**Segmento do documento**.

%%

No tempo de vida destas parcerias, o valor a pagar pelo Estado foi reduzido mais de 310 milhões de euros

por ano, de 22,3 mil milhões de euros antes da negociação para 14,8 mil milhões de euros depois das

negociações realizadas por este Governo.

Qualquer taxa ou taxinha que fosse aplicada por iniciativa de algum partido da oposição, seguramente, não

permitiria nem um terço destes ganhos que foram obtidos por renegociação e sem pôr em causa a reputação,

o bom nome de Portugal.

Aplausos do PSD e do CDS-PP.

Por último, duas palavras, de forma breve.

É verdade, Sr. Deputado Hélder Amaral, a preocupação deste Governo tem sido a de ser um guardião, de

proteger os sinais positivos da economia, num braço de ferro entre as adversidades que puxam ou poderiam

puxar a economia para a estagnação e para a recessão e as energias que puxam a economia para cima. O

Governo tem estado neste braço de ferro sempre a puxar pelo lado positivo da economia. E, demonstrando

que não existe nenhuma obsessão com metas orçamentais cegas, corrigimos a meta-objetivo para 2015, não

cedendo à tentação de aumentar impostos, fosse o IVA ou qualquer outra nova taxa sobre os aeroportos ou a

hotelaria.

%%

Entradas de anotação de coordenadas:
%%

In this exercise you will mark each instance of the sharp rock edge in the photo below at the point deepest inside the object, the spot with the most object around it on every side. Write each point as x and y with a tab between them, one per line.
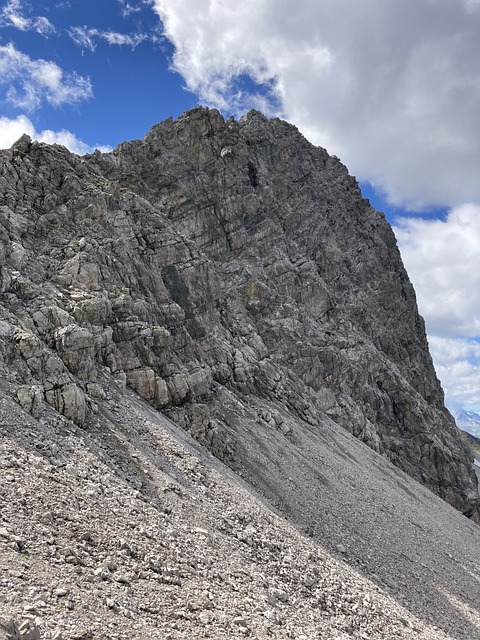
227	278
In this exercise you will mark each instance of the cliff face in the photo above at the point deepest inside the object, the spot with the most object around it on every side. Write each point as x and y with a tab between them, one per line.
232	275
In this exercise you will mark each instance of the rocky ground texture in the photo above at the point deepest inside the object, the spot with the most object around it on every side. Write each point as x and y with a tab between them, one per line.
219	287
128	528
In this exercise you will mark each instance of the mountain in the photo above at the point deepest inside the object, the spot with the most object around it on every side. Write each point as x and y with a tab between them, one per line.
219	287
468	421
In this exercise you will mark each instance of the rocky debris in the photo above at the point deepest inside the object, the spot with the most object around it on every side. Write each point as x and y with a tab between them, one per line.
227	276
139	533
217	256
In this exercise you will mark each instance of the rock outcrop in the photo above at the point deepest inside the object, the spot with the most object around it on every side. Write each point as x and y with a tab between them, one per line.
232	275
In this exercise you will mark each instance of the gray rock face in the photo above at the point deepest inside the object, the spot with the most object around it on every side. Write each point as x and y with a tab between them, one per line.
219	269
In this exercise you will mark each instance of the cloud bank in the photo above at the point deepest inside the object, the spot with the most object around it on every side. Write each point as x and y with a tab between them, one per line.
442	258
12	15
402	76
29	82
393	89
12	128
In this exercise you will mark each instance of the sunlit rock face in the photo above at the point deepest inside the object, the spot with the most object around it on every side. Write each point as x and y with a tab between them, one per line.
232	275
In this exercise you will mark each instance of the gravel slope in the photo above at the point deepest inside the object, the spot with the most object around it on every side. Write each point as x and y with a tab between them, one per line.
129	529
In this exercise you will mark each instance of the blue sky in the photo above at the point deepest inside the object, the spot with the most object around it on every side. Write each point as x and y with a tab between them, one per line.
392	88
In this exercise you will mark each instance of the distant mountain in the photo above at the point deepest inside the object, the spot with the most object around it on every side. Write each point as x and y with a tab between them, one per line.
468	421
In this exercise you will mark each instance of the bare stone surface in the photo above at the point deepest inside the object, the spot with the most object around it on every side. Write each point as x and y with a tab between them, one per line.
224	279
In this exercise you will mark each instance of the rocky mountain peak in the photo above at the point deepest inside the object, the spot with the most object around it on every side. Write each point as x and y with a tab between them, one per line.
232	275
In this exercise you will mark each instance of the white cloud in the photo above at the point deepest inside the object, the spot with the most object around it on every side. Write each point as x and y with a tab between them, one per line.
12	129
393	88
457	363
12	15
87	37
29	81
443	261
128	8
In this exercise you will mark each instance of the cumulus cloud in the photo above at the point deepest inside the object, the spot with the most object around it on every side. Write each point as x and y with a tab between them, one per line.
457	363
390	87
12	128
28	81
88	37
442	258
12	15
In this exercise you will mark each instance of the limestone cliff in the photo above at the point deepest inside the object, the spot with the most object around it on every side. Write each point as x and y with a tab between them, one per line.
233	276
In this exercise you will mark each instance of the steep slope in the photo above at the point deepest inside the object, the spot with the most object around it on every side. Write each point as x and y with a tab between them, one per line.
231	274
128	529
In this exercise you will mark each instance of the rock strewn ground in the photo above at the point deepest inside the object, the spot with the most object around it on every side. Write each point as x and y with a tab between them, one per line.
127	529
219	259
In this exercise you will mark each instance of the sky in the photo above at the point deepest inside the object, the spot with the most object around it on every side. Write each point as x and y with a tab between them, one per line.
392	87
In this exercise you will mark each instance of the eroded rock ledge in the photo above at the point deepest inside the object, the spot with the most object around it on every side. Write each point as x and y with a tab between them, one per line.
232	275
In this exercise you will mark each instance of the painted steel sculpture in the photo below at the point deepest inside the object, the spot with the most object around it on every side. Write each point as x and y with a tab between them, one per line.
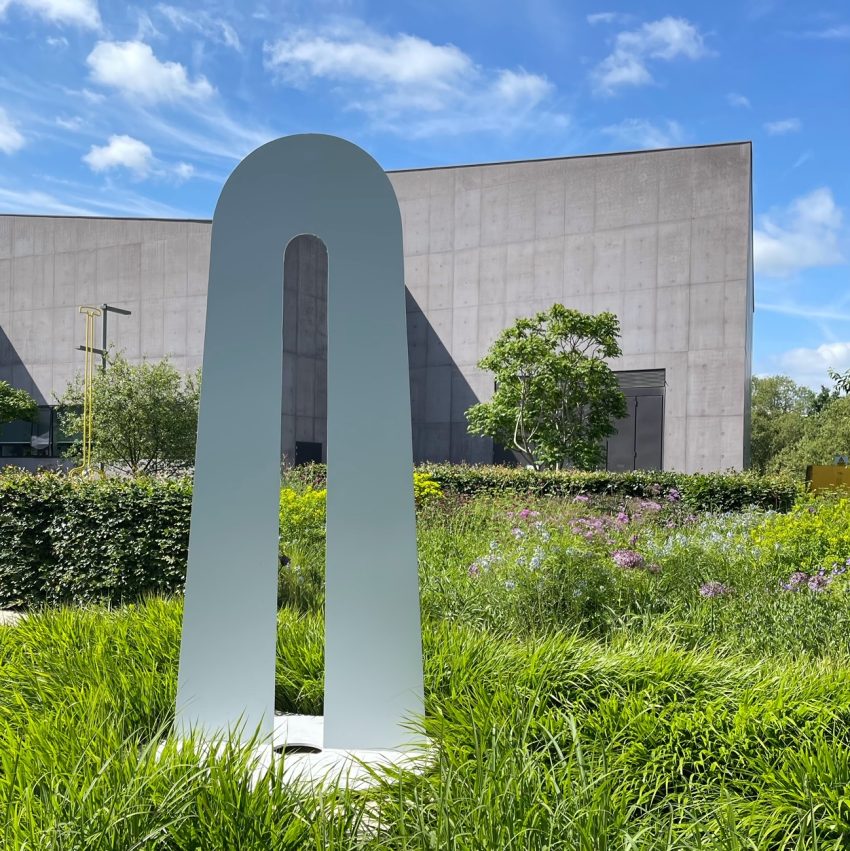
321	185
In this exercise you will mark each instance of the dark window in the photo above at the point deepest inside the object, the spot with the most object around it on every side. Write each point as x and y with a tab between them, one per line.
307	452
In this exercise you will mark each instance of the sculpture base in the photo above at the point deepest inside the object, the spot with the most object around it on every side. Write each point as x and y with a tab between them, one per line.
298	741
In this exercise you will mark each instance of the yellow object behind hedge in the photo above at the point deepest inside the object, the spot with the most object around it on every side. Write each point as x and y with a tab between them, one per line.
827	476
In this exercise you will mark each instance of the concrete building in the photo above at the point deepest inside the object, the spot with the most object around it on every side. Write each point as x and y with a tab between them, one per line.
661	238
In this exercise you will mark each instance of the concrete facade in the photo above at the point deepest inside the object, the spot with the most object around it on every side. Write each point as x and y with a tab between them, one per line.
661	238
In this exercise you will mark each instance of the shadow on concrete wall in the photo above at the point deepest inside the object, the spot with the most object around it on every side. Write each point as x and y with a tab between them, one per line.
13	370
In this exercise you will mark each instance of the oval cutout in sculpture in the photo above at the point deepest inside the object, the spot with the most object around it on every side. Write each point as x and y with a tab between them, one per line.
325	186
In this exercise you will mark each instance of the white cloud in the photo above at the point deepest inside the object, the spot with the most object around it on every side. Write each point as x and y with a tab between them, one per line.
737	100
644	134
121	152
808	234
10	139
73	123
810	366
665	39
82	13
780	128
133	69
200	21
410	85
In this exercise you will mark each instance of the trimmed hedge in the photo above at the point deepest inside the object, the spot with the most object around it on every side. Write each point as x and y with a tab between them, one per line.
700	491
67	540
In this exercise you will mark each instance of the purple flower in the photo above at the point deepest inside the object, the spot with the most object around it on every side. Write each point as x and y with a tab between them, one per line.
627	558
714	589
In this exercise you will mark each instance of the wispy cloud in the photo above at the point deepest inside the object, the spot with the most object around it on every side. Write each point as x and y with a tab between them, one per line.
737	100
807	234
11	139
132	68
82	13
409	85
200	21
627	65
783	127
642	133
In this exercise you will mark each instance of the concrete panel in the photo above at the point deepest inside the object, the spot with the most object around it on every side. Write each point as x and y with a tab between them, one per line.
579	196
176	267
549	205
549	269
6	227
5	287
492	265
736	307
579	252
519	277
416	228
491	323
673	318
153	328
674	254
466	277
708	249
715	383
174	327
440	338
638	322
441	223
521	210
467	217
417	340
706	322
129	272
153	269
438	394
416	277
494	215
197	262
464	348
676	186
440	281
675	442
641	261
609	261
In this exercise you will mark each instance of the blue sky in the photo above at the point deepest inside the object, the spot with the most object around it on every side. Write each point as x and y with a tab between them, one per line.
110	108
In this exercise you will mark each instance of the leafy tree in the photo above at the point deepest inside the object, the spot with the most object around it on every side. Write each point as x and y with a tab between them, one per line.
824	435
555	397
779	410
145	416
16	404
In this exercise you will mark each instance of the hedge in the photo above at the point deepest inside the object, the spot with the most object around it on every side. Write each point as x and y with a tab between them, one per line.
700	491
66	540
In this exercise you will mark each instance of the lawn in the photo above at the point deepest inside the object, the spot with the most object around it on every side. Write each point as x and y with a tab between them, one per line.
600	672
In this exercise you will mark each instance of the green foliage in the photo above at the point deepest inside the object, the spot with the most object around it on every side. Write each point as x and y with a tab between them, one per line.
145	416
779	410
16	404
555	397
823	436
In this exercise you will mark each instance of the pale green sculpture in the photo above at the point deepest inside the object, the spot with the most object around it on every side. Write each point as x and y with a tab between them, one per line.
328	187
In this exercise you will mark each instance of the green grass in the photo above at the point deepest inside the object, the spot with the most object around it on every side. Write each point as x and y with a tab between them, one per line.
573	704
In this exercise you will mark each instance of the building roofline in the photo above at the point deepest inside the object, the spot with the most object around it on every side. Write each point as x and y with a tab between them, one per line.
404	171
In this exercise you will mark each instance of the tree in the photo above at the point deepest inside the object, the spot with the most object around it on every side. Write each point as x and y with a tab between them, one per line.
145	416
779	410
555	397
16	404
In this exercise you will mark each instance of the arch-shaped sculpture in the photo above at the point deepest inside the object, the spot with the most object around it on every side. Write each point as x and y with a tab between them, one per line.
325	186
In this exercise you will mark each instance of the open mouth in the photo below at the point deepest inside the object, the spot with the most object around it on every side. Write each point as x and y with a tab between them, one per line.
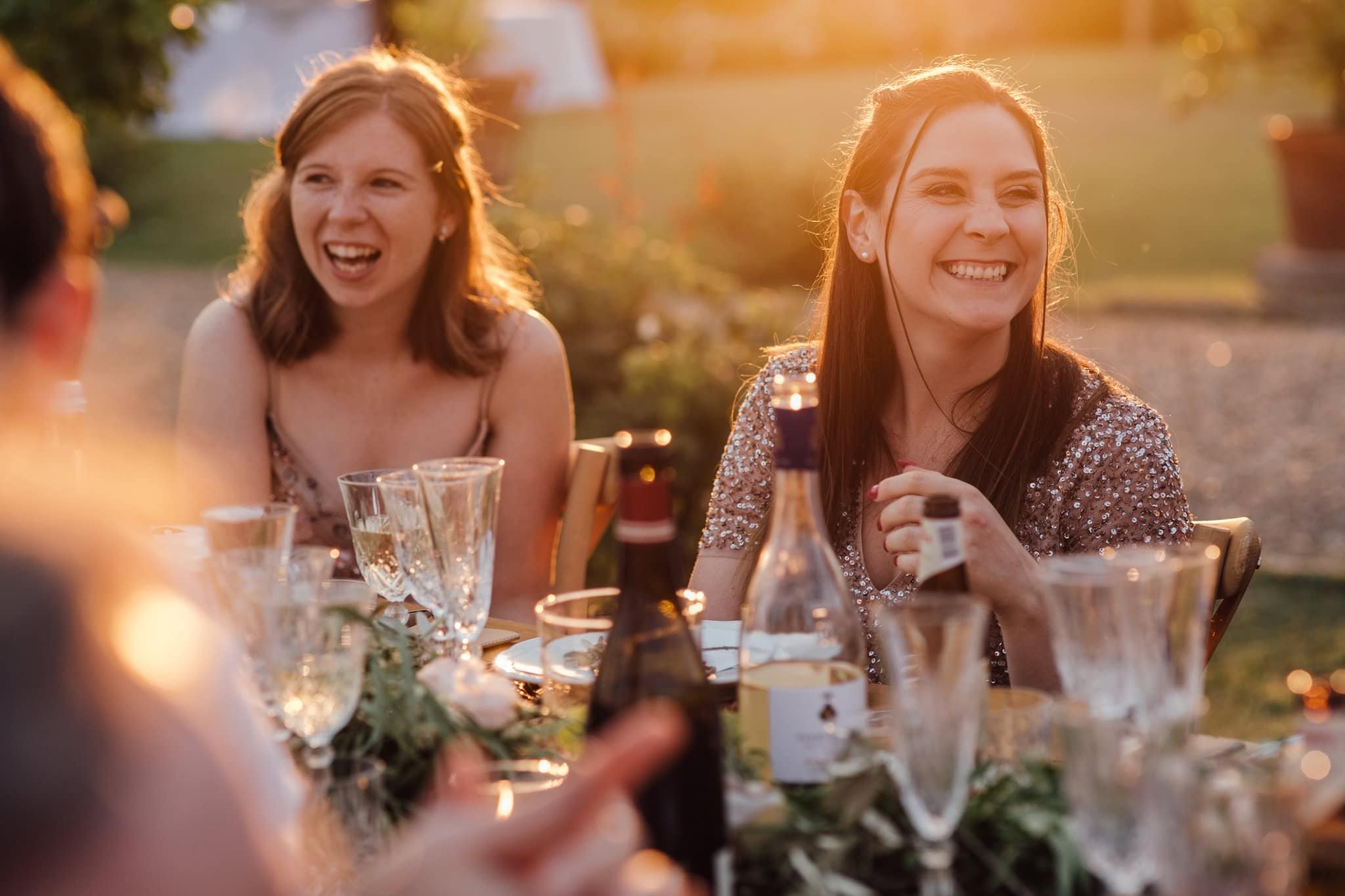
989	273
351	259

%%

**Trabalho a fazer**.
- A) Reproduza fielmente uma passagem do discurso sobre as parcerias e a economia, começando nas palavras "negociações realizadas por" e terminando depois das palavras "e do CDS-PP.".
- B) Segundo o discurso sobre as parcerias e a economia, que meta o Governo corrigiu sem ceder à tentação de aumentar impostos?
- C) Prossiga o discurso sobre as parcerias e a economia a partir da última frase apresentada.

**As respostas**.
- A)
negociações realizadas por este Governo.

Qualquer taxa ou taxinha que fosse aplicada por iniciativa de algum partido da oposição, seguramente, não

permitiria nem um terço destes ganhos que foram obtidos por renegociação e sem pôr em causa a reputação,

o bom nome de Portugal.

Aplausos do PSD e do CDS-PP.

- B) A meta-objetivo para 2015.

- C)
Naquilo que depende do Governo nacional, não haverá taxas aeroportuárias, não haverá nenhuma taxa a

onerar os empresários do setor turístico.

Aplausos do PSD e do CDS-PP.

Trata-se de um setor onde diminuímos, em dois terços, as taxas pagas e os custos de contexto das

agências de viagens. Diminuímos até em 80% as taxas pagas pela animação turística, eliminámos as taxas de

classificação que os hotéis pagavam ao Turismo de Portugal para se classificarem, num setor que criou,

diretamente, 30 000 postos de trabalho ao longo do último ano, num setor que vale 10% da riqueza que

criamos em Portugal e 16% da nossa agenda de exportações.

Finalmente, Sr.ª Deputada Mariana Mortágua, sobre a PT, diz a Sr.ª Deputada que eu nada disse.

O Sr. Luís Menezes (PSD): — Não ouviu bem!

O Sr. Ministro da Economia: — Acho que foi manifesto que, sobre a PT, já disse tudo aquilo que tinha

para dizer.

O Sr. Pedro Nuno Santos (PS): — Mas diga aqui!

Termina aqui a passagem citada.